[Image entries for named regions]
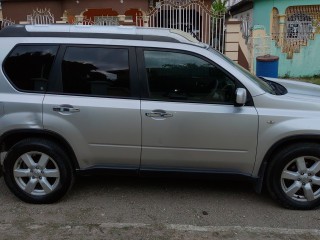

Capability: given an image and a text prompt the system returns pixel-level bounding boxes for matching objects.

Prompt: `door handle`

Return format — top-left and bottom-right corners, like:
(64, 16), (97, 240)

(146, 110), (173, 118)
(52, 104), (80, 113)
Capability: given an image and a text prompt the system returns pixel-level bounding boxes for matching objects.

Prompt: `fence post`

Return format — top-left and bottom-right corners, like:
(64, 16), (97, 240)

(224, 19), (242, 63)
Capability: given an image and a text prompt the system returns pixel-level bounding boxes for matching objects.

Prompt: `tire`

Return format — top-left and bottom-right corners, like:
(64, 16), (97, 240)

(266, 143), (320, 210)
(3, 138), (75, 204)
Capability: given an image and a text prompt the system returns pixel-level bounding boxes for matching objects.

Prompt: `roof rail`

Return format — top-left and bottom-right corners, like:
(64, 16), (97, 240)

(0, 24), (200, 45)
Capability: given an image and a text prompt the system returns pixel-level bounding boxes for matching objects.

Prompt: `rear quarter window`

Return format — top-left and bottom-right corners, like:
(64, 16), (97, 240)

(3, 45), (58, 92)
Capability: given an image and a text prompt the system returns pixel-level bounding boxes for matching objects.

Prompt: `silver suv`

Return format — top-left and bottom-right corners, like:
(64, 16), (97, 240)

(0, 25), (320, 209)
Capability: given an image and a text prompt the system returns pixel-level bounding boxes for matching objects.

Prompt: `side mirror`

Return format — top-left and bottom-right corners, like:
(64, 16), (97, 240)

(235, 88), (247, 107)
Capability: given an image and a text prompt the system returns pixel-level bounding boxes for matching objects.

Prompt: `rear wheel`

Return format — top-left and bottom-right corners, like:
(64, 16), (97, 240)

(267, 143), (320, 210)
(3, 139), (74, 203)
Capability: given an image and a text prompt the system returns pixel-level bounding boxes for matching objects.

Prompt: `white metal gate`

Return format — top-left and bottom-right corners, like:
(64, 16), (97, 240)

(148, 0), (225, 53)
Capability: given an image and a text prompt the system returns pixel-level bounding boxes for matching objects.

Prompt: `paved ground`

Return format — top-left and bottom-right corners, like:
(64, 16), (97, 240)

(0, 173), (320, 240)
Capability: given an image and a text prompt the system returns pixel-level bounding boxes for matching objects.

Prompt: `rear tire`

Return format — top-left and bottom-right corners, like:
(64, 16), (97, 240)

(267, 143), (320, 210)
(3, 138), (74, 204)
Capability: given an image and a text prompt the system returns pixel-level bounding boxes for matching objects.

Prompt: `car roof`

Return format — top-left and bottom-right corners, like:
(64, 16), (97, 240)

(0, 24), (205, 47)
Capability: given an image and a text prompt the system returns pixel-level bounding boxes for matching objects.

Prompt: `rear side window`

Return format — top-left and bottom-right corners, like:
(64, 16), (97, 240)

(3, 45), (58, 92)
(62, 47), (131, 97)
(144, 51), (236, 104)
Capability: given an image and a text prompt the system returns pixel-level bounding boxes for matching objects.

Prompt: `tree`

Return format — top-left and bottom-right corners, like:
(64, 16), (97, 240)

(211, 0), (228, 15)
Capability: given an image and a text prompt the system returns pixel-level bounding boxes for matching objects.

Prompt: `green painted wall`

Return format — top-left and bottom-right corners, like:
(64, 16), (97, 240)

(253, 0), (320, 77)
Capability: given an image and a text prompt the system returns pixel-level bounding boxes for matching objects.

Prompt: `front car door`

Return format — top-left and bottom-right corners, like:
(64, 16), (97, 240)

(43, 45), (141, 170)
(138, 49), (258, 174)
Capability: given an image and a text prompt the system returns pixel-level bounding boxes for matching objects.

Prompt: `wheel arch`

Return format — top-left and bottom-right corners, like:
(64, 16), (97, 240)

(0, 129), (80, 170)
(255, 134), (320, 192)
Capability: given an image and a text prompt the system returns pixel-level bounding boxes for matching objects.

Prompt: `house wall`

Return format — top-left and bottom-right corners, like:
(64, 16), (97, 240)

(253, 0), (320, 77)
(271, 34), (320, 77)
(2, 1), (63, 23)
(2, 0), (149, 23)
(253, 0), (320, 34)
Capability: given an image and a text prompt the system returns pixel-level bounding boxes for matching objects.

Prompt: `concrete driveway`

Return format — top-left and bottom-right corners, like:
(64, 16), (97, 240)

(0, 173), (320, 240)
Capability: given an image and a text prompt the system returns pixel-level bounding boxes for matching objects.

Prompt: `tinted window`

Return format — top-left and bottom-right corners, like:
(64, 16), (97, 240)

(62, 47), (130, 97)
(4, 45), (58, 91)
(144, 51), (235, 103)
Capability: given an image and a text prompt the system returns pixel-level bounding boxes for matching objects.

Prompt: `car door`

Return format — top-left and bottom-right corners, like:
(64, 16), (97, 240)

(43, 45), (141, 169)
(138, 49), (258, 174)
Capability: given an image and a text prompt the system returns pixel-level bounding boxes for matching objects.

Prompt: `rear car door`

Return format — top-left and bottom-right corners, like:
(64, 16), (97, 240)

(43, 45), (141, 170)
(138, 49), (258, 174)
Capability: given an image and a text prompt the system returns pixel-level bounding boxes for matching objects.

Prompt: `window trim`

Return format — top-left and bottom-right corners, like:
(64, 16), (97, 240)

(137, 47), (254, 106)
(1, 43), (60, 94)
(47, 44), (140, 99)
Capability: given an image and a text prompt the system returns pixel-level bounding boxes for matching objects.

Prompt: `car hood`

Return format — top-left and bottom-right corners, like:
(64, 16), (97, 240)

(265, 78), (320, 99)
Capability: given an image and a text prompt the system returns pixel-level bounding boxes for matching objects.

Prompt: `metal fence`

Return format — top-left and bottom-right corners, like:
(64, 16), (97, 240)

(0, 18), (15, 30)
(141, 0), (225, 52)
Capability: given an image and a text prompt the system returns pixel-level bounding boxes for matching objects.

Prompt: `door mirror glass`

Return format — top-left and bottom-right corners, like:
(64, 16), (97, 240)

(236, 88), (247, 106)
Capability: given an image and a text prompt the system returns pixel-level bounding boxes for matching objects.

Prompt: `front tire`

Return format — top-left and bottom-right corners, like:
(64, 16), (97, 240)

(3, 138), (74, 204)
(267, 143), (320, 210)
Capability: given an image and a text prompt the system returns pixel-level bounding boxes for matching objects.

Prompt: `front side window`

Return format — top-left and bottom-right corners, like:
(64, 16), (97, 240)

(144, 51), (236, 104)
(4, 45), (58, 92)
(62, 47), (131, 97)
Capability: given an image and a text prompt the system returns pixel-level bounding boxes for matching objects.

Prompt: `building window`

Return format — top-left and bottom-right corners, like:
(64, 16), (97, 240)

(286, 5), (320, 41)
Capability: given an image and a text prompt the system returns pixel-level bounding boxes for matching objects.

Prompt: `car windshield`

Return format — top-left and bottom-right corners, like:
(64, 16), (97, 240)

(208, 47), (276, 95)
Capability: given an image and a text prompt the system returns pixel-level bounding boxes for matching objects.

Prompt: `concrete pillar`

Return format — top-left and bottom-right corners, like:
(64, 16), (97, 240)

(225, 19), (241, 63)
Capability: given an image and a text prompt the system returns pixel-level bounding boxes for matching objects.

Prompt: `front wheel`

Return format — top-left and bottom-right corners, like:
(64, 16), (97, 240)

DO THIS: Count the lines of the records that contain the string "mirror", treating case as significant, and give only the number.

RESPONSE: 2